## begin Document segment

# Phase 2: One-Class Classifier Training for Anomaly Detection

This notebook trains the one-class classifiers (OC-SVM, ECOD, EVT) using the trained autoencoder from Phase 1.


## 1. Enable GPU and Install Dependencies


In [None]:
# GPU is optional for Phase 2 (mostly sklearn/pyod models)
# But still useful for autoencoder inference
import torch
print(f"CUDA available: {torch.cuda.is_available()}")
if torch.cuda.is_available():
    print(f"GPU: {torch.cuda.get_device_name(0)}")
    print(f"CUDA version: {torch.version.cuda}")
    print(f"GPU Memory: {torch.cuda.get_device_properties(0).total_memory / 1e9:.2f} GB")


In [None]:
# Install required packages
%pip install torch torchvision torchaudio --index-url https://download.pytorch.org/whl/cu118
%pip install numpy scikit-learn pyod scipy matplotlib seaborn joblib tqdm


## 2. Upload Project Files via Google Drive (Recommended)

## end Document segment

# Objective 1:
Rescale the entries from the line with "Segment every instance of the hillside" up to and including the line with "[[[138,232],[0,236],[0,671],[278,673],[262,415]]]". Write out each of those lines again with its requests, but multiply every polygon coordinate by 0.5 and round it to a whole number, with halves going up, and return those lines alone.

## begin Extracted information

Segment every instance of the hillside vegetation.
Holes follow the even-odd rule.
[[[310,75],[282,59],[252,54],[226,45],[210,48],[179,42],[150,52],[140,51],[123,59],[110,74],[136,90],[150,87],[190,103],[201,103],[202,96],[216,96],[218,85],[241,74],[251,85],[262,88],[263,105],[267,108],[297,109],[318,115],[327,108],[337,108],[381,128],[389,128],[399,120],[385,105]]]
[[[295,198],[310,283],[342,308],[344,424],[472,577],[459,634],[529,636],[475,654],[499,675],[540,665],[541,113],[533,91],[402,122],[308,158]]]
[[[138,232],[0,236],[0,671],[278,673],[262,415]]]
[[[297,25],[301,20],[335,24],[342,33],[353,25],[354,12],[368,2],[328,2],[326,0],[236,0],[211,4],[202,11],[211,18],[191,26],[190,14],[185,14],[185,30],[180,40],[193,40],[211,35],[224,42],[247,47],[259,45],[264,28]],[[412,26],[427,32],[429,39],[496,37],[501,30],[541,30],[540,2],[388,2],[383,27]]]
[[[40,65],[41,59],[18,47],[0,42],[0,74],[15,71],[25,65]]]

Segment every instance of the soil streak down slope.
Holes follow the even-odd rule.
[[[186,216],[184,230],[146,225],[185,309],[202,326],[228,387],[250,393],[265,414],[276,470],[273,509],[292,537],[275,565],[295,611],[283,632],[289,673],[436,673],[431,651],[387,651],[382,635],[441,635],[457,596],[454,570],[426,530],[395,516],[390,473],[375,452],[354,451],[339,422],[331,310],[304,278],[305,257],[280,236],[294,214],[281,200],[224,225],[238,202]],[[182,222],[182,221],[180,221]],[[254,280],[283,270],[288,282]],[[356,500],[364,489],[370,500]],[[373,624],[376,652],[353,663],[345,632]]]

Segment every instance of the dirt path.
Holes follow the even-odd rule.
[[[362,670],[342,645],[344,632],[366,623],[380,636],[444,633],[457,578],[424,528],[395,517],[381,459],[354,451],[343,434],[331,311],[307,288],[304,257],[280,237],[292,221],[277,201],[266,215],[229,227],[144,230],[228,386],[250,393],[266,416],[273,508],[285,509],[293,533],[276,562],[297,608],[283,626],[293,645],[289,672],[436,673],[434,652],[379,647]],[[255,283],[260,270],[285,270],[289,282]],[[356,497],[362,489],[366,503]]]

## end Extracted information
## begin Extracted information

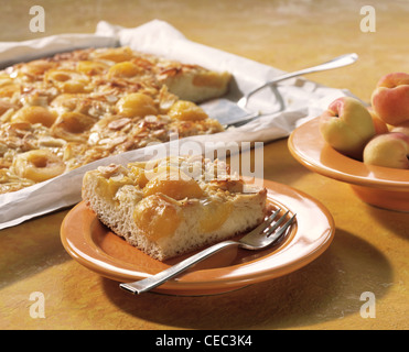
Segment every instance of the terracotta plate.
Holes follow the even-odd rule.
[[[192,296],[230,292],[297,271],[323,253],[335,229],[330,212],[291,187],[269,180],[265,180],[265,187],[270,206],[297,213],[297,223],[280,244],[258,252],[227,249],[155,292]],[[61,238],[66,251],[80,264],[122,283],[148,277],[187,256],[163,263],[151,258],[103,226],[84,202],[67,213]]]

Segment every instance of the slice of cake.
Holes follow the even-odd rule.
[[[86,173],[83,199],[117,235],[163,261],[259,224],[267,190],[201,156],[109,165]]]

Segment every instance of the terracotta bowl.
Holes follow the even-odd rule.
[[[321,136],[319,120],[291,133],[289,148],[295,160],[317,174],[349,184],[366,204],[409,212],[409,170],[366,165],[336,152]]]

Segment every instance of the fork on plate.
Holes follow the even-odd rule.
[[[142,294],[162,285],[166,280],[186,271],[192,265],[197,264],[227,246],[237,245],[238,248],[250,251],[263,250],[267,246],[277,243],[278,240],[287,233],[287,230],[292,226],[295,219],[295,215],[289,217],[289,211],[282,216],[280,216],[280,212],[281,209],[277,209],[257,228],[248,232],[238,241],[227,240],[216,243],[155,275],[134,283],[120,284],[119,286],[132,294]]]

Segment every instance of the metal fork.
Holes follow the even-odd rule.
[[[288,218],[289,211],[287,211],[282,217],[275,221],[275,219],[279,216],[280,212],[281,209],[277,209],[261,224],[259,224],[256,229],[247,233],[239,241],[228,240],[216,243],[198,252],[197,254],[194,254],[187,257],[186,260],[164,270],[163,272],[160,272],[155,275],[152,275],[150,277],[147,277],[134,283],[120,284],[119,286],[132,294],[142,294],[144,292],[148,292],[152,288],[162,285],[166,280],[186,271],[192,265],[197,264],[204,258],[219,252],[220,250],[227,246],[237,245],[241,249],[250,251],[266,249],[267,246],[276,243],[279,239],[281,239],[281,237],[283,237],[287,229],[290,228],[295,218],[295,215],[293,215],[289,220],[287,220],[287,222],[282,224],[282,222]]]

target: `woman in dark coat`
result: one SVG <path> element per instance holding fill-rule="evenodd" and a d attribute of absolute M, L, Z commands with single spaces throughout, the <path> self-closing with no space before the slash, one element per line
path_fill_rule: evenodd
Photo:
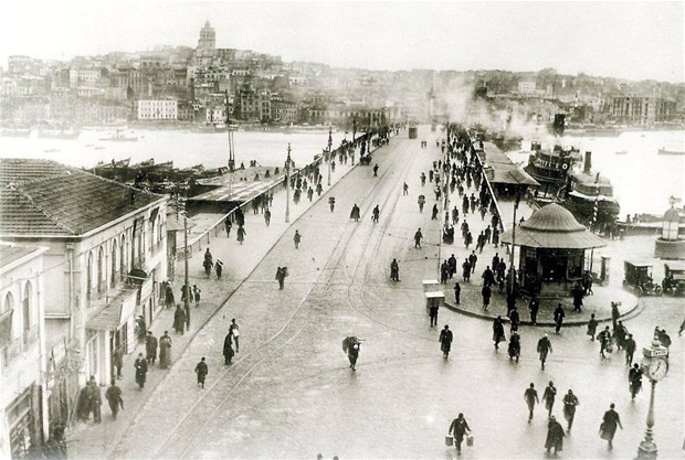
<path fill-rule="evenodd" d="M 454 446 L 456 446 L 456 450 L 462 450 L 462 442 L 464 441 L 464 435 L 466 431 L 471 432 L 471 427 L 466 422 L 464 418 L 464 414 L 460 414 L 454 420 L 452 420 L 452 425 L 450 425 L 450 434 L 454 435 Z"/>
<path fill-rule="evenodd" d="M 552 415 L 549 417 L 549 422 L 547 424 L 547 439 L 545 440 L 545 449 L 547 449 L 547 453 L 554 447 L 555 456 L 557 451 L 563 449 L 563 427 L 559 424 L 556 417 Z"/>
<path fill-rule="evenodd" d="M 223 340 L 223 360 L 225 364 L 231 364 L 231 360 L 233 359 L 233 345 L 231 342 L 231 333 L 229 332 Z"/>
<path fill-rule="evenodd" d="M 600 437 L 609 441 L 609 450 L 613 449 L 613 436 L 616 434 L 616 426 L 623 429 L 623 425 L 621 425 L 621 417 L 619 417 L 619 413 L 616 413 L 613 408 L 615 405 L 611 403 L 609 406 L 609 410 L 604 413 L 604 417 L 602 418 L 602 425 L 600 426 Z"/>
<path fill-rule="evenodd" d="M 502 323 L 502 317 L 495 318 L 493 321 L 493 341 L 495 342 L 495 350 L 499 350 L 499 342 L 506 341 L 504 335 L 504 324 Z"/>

## end Extracted information

# Objective 2:
Name every package in the second pip install command of the Phase 2 notebook, the one that doesn't give an index URL.

# Written solution 1:
Segment every instance of the hillside vegetation.
Holes follow the even-odd rule.
[[[155,38],[141,30],[126,27],[113,23],[105,24],[90,21],[75,26],[70,26],[62,30],[55,37],[68,45],[75,44],[95,52],[101,52],[101,48],[108,48],[109,43],[121,37],[126,43],[131,44],[132,53],[134,54],[149,55],[159,58],[164,54],[169,54],[191,64],[195,64],[200,60],[193,53]]]
[[[148,99],[155,142],[171,154],[172,212],[236,289],[230,317],[265,318],[238,327],[250,338],[270,333],[271,57],[267,46],[201,61],[154,79]]]
[[[69,116],[0,118],[0,336],[139,337],[131,208]]]

# Written solution 2:
numpy, scikit-learn, pyod, scipy, matplotlib, seaborn, joblib, tqdm